(What is being asked): Rewrite everything from the line containing "Identify each instance of the sun with" down to the end of the listing, replacing "calm water" with "still water" and changing nothing else. Leave the pictures out of your answer.

(Data to process):
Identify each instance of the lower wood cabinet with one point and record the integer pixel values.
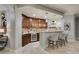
(26, 38)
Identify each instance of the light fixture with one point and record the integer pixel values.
(34, 15)
(2, 31)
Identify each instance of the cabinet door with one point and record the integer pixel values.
(35, 23)
(26, 38)
(38, 36)
(26, 22)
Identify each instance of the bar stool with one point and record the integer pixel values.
(53, 40)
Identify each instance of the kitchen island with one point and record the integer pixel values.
(44, 37)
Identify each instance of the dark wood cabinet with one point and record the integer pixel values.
(26, 38)
(26, 22)
(35, 23)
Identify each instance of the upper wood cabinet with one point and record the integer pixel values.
(35, 23)
(26, 22)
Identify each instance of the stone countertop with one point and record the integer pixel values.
(41, 31)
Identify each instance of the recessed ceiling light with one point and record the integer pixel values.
(34, 15)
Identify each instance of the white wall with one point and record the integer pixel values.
(69, 18)
(10, 17)
(18, 34)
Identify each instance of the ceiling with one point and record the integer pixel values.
(67, 8)
(38, 13)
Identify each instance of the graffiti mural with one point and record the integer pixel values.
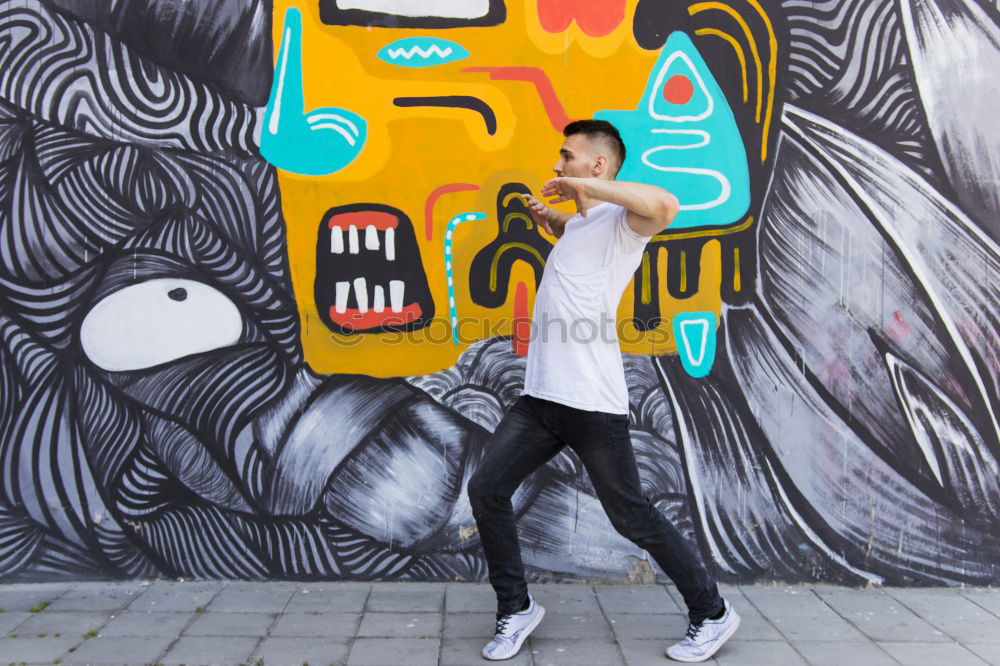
(267, 272)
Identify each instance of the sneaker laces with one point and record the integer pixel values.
(502, 621)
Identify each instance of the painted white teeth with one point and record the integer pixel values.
(390, 244)
(343, 291)
(371, 238)
(361, 294)
(336, 240)
(352, 239)
(396, 288)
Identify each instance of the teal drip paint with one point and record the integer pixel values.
(695, 333)
(448, 234)
(313, 143)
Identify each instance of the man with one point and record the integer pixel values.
(575, 393)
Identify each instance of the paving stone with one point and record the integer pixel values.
(119, 650)
(97, 596)
(760, 653)
(990, 652)
(800, 615)
(406, 598)
(171, 596)
(146, 624)
(562, 623)
(753, 625)
(952, 613)
(556, 652)
(470, 625)
(636, 599)
(470, 598)
(261, 598)
(985, 598)
(25, 598)
(9, 620)
(648, 627)
(383, 651)
(211, 650)
(36, 650)
(566, 598)
(316, 625)
(821, 653)
(879, 616)
(465, 651)
(66, 623)
(324, 599)
(230, 624)
(648, 652)
(951, 654)
(279, 650)
(398, 625)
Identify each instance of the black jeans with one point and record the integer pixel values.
(532, 432)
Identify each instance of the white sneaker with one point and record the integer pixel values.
(512, 630)
(703, 640)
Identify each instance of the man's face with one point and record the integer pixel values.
(577, 157)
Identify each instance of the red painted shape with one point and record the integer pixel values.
(363, 218)
(595, 17)
(353, 319)
(678, 89)
(537, 76)
(432, 199)
(522, 322)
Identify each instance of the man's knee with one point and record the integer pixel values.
(482, 492)
(635, 524)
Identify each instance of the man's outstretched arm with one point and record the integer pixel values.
(650, 208)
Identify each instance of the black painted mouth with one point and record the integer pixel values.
(369, 276)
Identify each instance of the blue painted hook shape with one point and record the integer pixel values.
(313, 143)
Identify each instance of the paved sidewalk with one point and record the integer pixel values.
(440, 624)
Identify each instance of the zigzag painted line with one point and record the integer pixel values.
(434, 49)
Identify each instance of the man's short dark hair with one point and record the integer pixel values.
(600, 130)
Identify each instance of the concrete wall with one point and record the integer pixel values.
(266, 275)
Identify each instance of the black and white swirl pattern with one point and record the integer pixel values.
(70, 74)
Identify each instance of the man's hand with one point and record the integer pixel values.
(549, 219)
(565, 188)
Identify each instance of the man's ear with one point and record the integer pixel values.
(600, 166)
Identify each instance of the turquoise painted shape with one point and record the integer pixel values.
(449, 273)
(695, 333)
(691, 147)
(313, 143)
(422, 52)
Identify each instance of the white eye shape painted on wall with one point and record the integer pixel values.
(158, 321)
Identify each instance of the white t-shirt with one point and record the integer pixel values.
(573, 355)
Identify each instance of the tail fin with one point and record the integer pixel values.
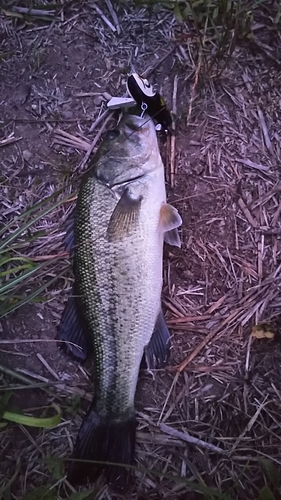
(104, 440)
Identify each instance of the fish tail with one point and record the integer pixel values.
(102, 439)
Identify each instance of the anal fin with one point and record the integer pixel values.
(71, 331)
(157, 352)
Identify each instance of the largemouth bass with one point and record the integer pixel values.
(120, 223)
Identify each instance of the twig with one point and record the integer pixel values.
(33, 12)
(191, 440)
(194, 86)
(113, 15)
(251, 164)
(47, 366)
(264, 130)
(173, 136)
(148, 72)
(102, 117)
(247, 213)
(248, 426)
(92, 145)
(9, 140)
(103, 17)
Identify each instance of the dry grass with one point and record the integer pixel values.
(223, 387)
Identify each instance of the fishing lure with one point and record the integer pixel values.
(149, 100)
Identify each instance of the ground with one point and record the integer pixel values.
(223, 384)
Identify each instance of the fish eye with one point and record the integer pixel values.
(112, 134)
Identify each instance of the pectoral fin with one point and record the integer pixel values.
(71, 335)
(169, 221)
(125, 217)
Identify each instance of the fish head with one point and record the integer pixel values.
(128, 152)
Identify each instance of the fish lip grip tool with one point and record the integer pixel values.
(149, 100)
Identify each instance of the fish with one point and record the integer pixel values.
(116, 237)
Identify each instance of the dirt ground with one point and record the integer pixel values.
(223, 385)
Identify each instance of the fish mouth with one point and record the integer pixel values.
(124, 183)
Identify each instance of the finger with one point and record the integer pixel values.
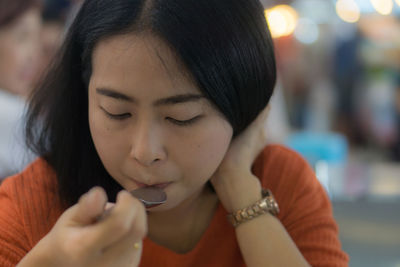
(89, 207)
(117, 224)
(128, 249)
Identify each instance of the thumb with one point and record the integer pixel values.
(90, 206)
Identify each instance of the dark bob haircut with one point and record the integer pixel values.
(224, 44)
(11, 10)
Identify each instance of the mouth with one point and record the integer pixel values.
(160, 185)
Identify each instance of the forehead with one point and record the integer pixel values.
(130, 60)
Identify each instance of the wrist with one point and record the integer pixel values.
(237, 190)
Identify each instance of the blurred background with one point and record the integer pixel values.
(337, 102)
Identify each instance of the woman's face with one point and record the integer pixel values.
(150, 123)
(19, 51)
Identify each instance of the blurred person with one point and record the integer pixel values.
(55, 14)
(20, 25)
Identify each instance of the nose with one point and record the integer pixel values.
(147, 146)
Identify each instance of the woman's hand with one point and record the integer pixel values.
(79, 239)
(233, 181)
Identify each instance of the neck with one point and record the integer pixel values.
(181, 228)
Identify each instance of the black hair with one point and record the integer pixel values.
(11, 10)
(224, 44)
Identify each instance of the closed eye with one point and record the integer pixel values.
(183, 122)
(121, 116)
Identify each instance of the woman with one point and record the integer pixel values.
(173, 95)
(20, 26)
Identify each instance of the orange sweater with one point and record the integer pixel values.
(30, 206)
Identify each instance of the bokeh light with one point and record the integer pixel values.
(282, 20)
(307, 31)
(348, 10)
(383, 7)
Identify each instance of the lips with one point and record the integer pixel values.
(160, 185)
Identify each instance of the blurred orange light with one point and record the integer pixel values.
(282, 20)
(383, 7)
(348, 10)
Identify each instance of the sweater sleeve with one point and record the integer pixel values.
(306, 211)
(13, 240)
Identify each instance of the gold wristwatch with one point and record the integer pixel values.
(265, 205)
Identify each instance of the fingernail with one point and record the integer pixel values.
(92, 194)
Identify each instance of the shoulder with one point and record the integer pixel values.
(305, 209)
(35, 180)
(290, 178)
(278, 164)
(29, 202)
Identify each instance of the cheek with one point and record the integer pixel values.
(106, 143)
(207, 150)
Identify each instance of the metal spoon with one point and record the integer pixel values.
(150, 197)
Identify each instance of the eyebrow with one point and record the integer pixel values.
(172, 100)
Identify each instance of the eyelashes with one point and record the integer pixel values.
(123, 116)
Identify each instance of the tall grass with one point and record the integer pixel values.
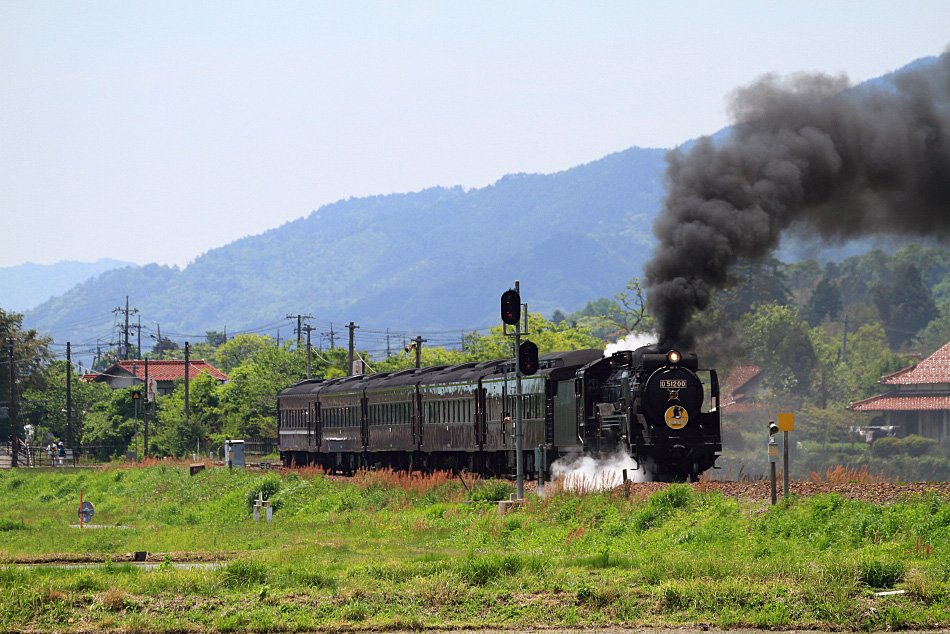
(388, 550)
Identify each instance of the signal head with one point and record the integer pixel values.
(510, 307)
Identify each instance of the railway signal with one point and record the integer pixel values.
(510, 307)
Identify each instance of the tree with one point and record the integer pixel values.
(177, 435)
(905, 305)
(780, 342)
(164, 347)
(240, 349)
(215, 338)
(31, 357)
(824, 301)
(109, 426)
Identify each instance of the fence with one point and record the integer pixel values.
(39, 456)
(260, 446)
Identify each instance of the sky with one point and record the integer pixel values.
(156, 131)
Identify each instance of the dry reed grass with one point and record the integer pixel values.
(843, 474)
(414, 482)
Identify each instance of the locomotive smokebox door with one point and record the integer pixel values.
(674, 394)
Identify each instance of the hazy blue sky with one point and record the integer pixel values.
(154, 131)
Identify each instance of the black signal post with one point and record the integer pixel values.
(511, 315)
(528, 358)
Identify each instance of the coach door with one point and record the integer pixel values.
(364, 421)
(481, 415)
(316, 423)
(417, 418)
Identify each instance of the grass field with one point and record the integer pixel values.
(387, 551)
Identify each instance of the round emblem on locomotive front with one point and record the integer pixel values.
(676, 417)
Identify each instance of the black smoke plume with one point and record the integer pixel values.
(808, 155)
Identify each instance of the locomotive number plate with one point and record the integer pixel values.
(676, 417)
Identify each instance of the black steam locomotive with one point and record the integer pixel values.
(657, 407)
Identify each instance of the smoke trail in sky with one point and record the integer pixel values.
(806, 155)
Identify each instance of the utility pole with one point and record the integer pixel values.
(352, 327)
(308, 328)
(187, 363)
(125, 331)
(418, 341)
(145, 413)
(332, 336)
(299, 330)
(69, 396)
(13, 412)
(844, 339)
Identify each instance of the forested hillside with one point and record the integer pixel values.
(26, 285)
(426, 260)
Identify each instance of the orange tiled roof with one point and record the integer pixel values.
(729, 396)
(739, 377)
(894, 401)
(170, 370)
(933, 369)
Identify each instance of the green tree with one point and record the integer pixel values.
(108, 428)
(31, 357)
(780, 342)
(905, 305)
(178, 436)
(825, 301)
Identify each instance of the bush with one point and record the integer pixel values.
(886, 447)
(269, 486)
(878, 573)
(492, 491)
(916, 445)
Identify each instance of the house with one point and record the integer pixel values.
(919, 399)
(740, 389)
(128, 373)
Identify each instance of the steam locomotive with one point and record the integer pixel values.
(658, 407)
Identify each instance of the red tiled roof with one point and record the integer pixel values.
(739, 377)
(894, 401)
(168, 370)
(933, 369)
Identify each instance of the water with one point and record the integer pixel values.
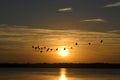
(58, 74)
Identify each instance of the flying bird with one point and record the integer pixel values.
(101, 41)
(76, 43)
(70, 47)
(57, 49)
(32, 46)
(89, 43)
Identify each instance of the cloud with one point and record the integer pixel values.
(116, 4)
(65, 9)
(94, 20)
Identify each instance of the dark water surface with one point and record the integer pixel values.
(58, 74)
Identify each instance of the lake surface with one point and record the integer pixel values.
(58, 74)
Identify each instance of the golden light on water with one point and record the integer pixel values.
(63, 74)
(63, 52)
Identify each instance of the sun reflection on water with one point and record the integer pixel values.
(63, 74)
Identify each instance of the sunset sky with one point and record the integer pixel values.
(60, 24)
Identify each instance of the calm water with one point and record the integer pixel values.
(58, 74)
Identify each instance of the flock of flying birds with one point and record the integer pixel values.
(46, 49)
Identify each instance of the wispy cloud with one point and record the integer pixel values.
(93, 20)
(116, 4)
(65, 9)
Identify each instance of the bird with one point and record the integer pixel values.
(89, 43)
(47, 50)
(32, 46)
(44, 47)
(57, 49)
(76, 43)
(101, 41)
(51, 49)
(41, 51)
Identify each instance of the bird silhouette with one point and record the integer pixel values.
(70, 47)
(101, 41)
(89, 43)
(41, 51)
(51, 49)
(76, 43)
(47, 50)
(32, 46)
(57, 49)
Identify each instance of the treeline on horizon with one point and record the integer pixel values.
(60, 65)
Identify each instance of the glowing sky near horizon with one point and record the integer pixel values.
(60, 24)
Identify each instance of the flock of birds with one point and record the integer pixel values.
(42, 49)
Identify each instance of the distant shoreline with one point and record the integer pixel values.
(61, 65)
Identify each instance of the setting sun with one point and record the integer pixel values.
(63, 53)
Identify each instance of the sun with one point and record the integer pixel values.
(63, 53)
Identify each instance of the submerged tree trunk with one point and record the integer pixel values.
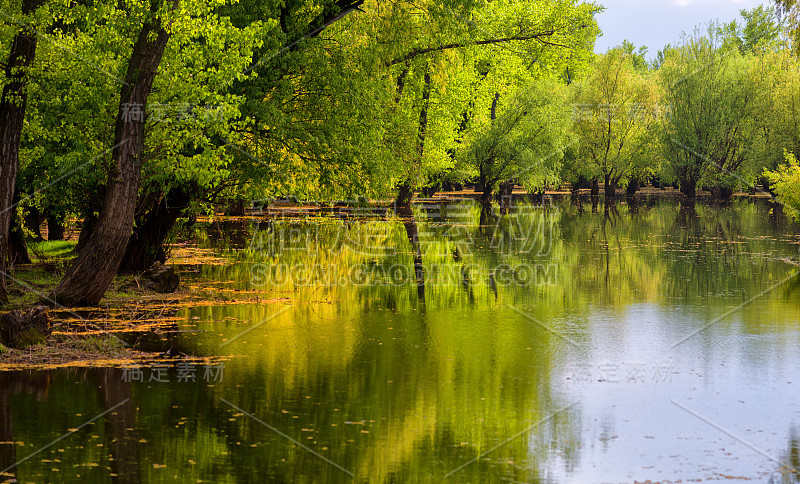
(412, 232)
(12, 117)
(91, 273)
(406, 189)
(404, 195)
(146, 244)
(87, 229)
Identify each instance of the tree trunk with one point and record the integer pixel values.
(404, 195)
(87, 229)
(146, 245)
(91, 273)
(486, 195)
(17, 248)
(610, 187)
(688, 187)
(12, 116)
(33, 222)
(55, 227)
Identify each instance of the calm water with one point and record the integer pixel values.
(549, 344)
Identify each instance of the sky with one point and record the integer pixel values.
(655, 23)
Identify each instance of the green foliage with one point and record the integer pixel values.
(712, 123)
(785, 181)
(616, 111)
(526, 142)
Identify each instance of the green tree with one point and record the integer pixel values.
(524, 143)
(616, 111)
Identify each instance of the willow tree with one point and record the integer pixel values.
(523, 140)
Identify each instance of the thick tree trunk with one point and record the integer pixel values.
(91, 273)
(146, 245)
(12, 116)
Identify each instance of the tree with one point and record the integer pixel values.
(92, 271)
(711, 127)
(791, 10)
(522, 140)
(785, 181)
(617, 112)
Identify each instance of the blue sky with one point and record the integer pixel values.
(655, 23)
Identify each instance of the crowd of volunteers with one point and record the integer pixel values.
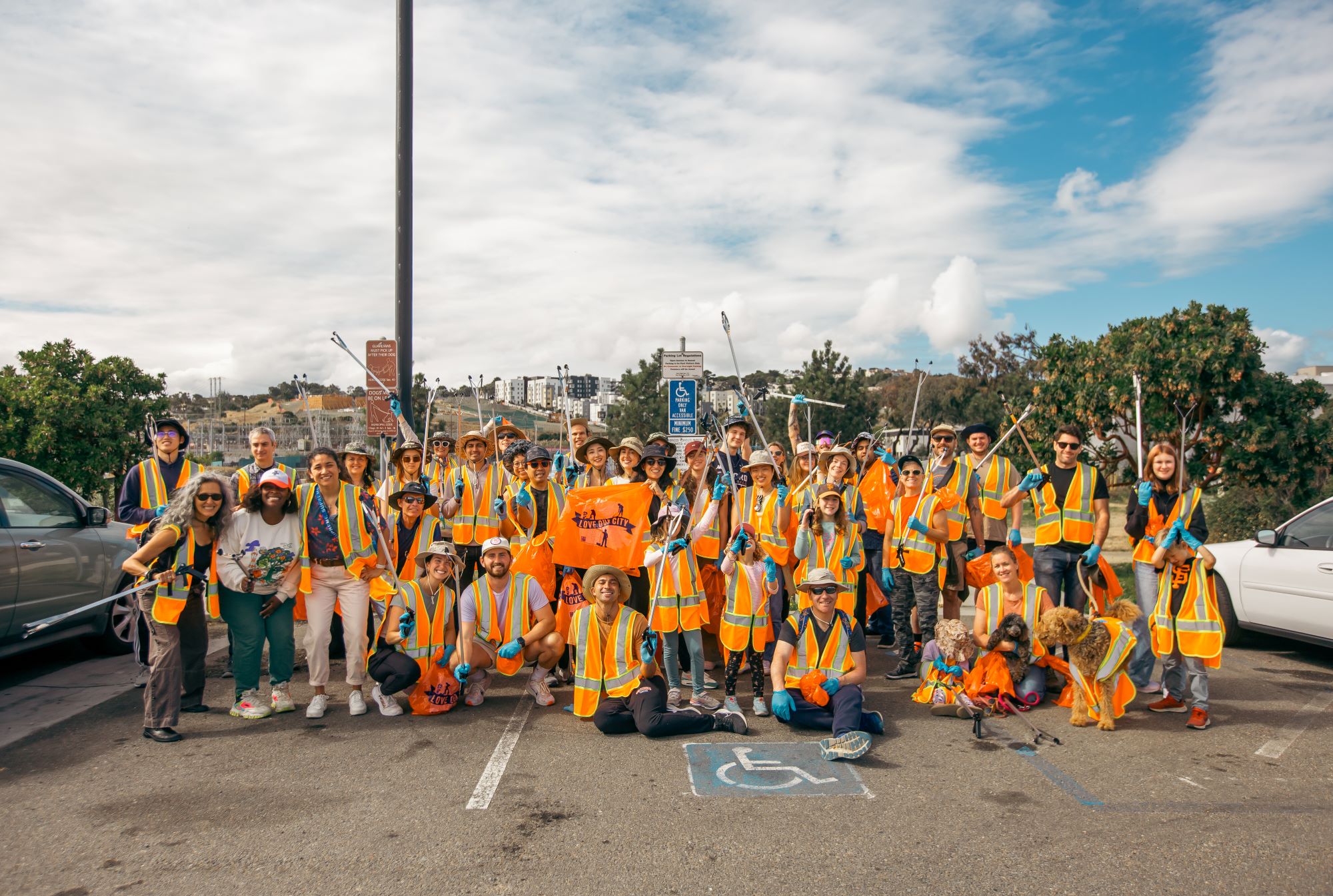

(The result):
Identify each instance of the sun with one point and record the integer pixel values.
(63, 53)
Identify each instance of the submerged tree trunk with one point and record the integer pixel values.
(412, 232)
(12, 117)
(91, 273)
(406, 189)
(404, 195)
(146, 244)
(87, 229)
Identify each instance of the tree trunk with one point and record the integer pixel values.
(404, 195)
(87, 229)
(146, 245)
(91, 273)
(486, 195)
(17, 248)
(610, 187)
(688, 187)
(12, 116)
(33, 222)
(55, 227)
Identify each instance of the still water with one point and record the integer pixel values.
(549, 344)
Identify each instance of the sky with one point and record the integer pixel values.
(655, 23)
Identify each instance of the green foliage with one point and record the integer pixel values.
(712, 123)
(785, 181)
(616, 111)
(526, 142)
Identify each instance of the green tree with one point and record the integer pixel values.
(524, 143)
(616, 111)
Identify each instance of the willow tree with one point and record the integer pixel values.
(523, 140)
Identify each instance of the thick tree trunk with one point and record the integer pixel values.
(91, 273)
(146, 245)
(12, 116)
Identify each instance of the tree with one point and record the integer pixel values.
(92, 271)
(711, 127)
(791, 10)
(522, 140)
(785, 181)
(617, 112)
Identify each instance of the blue sky with one point and record the integer pixel values.
(655, 23)
Identify each instance of the crowd of volunteers with one point and record the integer pixel values.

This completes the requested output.